◆ **Short exercise**
Pull out each line of the records below that contains the string "blue". Case counts.

◆ **Data supplied**
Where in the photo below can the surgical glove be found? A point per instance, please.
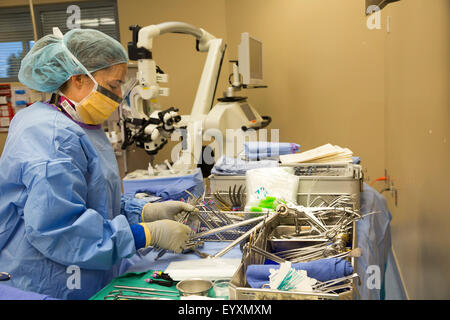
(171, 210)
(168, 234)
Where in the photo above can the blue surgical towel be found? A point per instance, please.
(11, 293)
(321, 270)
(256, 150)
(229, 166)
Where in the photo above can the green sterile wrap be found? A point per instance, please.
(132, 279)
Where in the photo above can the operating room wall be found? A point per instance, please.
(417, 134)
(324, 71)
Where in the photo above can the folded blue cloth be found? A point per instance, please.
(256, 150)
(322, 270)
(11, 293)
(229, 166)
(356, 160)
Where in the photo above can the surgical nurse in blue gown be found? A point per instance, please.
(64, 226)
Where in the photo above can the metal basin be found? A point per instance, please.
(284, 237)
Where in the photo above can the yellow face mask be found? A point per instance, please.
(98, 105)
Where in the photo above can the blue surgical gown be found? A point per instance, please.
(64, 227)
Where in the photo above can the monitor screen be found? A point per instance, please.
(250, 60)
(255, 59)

--

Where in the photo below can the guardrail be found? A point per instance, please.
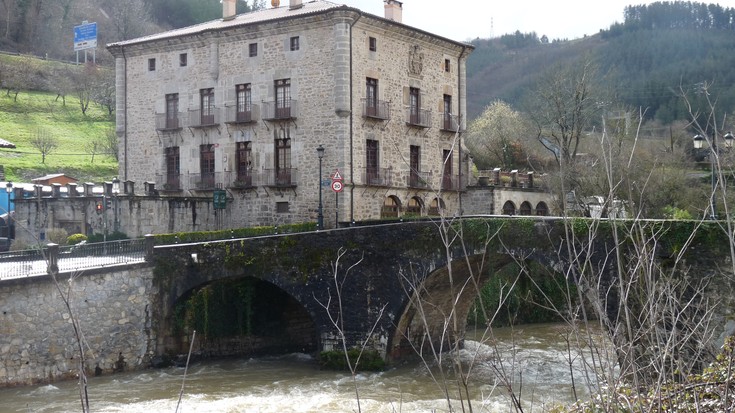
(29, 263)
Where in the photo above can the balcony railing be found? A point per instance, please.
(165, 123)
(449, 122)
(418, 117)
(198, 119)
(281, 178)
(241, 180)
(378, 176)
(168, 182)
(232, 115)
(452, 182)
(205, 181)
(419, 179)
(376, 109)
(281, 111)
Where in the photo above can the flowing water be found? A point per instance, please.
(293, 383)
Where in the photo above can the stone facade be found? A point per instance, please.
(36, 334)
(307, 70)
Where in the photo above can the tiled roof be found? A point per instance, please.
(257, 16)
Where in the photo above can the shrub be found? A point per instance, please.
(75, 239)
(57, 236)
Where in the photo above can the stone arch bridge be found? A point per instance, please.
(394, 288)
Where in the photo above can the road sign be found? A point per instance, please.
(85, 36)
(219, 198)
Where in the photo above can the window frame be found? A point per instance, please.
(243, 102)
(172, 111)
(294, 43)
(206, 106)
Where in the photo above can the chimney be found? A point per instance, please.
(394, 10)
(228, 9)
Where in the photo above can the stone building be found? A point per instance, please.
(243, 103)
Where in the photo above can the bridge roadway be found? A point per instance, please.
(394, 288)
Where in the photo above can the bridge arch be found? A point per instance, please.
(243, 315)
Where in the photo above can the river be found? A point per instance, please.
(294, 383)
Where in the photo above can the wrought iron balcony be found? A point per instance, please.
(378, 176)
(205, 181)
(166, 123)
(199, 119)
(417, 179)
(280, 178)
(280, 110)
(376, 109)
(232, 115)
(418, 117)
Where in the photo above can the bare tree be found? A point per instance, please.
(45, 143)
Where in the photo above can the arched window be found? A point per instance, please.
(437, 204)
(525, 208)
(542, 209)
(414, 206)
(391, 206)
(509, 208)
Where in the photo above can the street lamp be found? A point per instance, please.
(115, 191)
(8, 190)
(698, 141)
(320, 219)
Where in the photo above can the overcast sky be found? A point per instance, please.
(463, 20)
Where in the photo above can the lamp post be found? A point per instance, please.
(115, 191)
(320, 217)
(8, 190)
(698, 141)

◆ **Completed exercise**
Where in the photo above can the blue surgical towel be found? A point per instance, please.
Where in the photo above can the folded blue cloth be found? A point per instance, please.
Where in the photo above can the surgical nurse in blue gown be found? A point per instance, please.
Where in the photo above can the blue surgical gown be found? A point per instance, please.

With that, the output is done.